# Text segment
______

What drives these fears is not difficult to fathom. Throughout Europe, xenophobic and racist parties shape the agenda, preying on people’s ignorance and fear. According to Ipsos/Mori, Brits and Spaniards believe they have twice as many immigrants in their country as there actually are; in Italy, Belgium and France it’s closer to three times; in Hungary it’s eight times; in Poland, more than 30. No wonder they are freaked out. The truth is, the facts on immigration do not fit easily on a mug, whereas the politics of xenophobia can be condensed into a single sentence.
Lack of an immigration policy
Insofar as last week’s shift — a return to search and rescue missions and more funding for patrols — will save more lives in the short term, it is welcome. The European Union (EU), the foundations of which emerged from the Second World War, was rooted in the desire to prevent inhumanity ever again blighting the continent. Leaving poor people to die on its shores in the hope it will discourage more poor people from coming hardly qualifies for the social democratic ideals of its architects.
No substantial immigration policy is possible that does not engage with foreign policy, historical inequity, international trade and environmental calamity. Around three billion people live on less than $2.50 (Dh9.19) a day. The global 99 per cent did not come about by accident. It is the result of centuries of colonisation, decades of imperialism and the current corruption that has allowed a handful of people, in different ways at different times, to steal natural resources and pilfer public goods. As Winston Churchill once said of Britain: “This small island [is] dependent for our daily bread on our trade and imperial connections. Cut this away and at least a third of our population must vanish speedily from the face of the earth.”

______

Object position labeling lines
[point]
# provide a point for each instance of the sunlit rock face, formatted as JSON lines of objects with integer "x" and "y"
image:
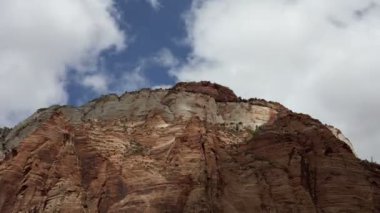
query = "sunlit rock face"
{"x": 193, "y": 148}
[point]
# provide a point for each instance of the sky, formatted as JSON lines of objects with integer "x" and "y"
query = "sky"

______

# Tasks for this exercise
- a) Rewrite the paragraph of the immigration text that begins "No substantial immigration policy is possible" as a bulleted list that keeps its main facts.
- b) Summarize the immigration text in two sentences.

# Worked answers
- a)
- A substantial immigration policy must engage with foreign policy, historical inequity, international trade and environmental calamity.
- Around three billion people live on less than $2.50 (Dh9.19) a day.
- The global 99 percent did not come about by accident. It results from centuries of colonization, decades of imperialism and current corruption that has let a handful of people steal natural resources and pilfer public goods.
- Winston Churchill said that Britain depended for its daily bread on trade and imperial connections. Without them, he said, at least a third of its population would vanish.

- b) Across Europe, xenophobic and racist parties prey on ignorance and fear, and people in several countries greatly overestimate how many immigrants live there. Last week's return to search and rescue missions is welcome because it will save lives in the short term, but no substantial immigration policy is possible without engaging with foreign policy, historical inequity, international trade and environmental calamity.